**TEXT SEGMENT**
☆ ☆ ☆ ☆ ☆ ☆ ☆
What we're listening to.

This episode of Invest Like the Best featuring Matthew Ball dropped at an opportune time, coinciding with our conversations with crypto metaverse projects and our ongoing pondering about where the Metaverse can find sustainable (and profitable) purpose and value proposition, aside from being “cool”. We’ve touched on some of the topics discussed in this week’s blog post, even if we have differing viewpoints on some aspects of the broad metaverse subject, but there is much more food for thought to be garnered from the conversation that he has with host Patrick O’Shaughnessy. Matthew Ball is encyclopaedic when it comes to his knowledge of the Metaverse subject matter, and this podcast is well worth a listen.  


What we're watching.
☆ ☆ ☆ ☆ ☆ ☆ ☆
**DATASET EXTRACT**
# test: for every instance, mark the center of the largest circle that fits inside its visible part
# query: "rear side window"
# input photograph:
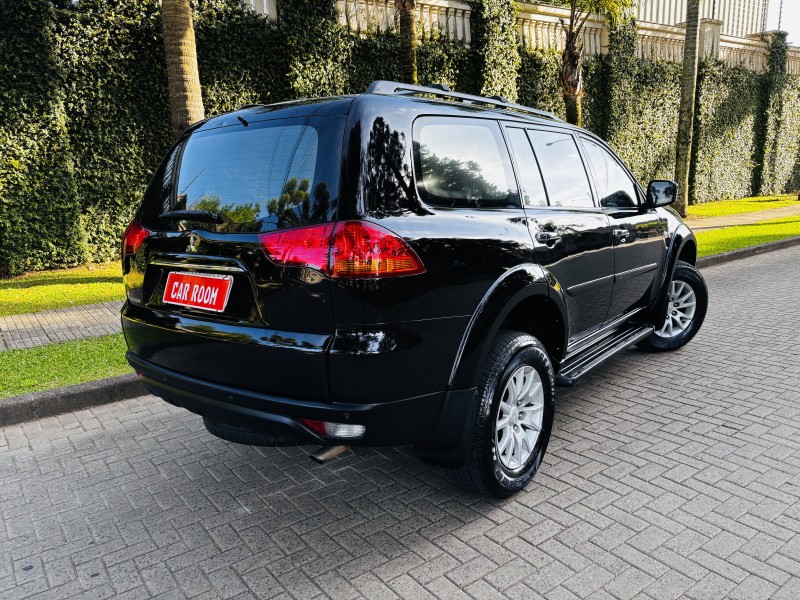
☆ ☆ ☆ ☆ ☆ ☆ ☆
**EXERCISE**
In the podcast note, write out the passage between "This episode of Invest" and "worth a listen.", inclusive, substituting "show" for "podcast".

**TASK RESPONSE**
This episode of Invest Like the Best featuring Matthew Ball dropped at an opportune time, coinciding with our conversations with crypto metaverse projects and our ongoing pondering about where the Metaverse can find sustainable (and profitable) purpose and value proposition, aside from being “cool”. We’ve touched on some of the topics discussed in this week’s blog post, even if we have differing viewpoints on some aspects of the broad metaverse subject, but there is much more food for thought to be garnered from the conversation that he has with host Patrick O’Shaughnessy. Matthew Ball is encyclopaedic when it comes to his knowledge of the Metaverse subject matter, and this show is well worth a listen.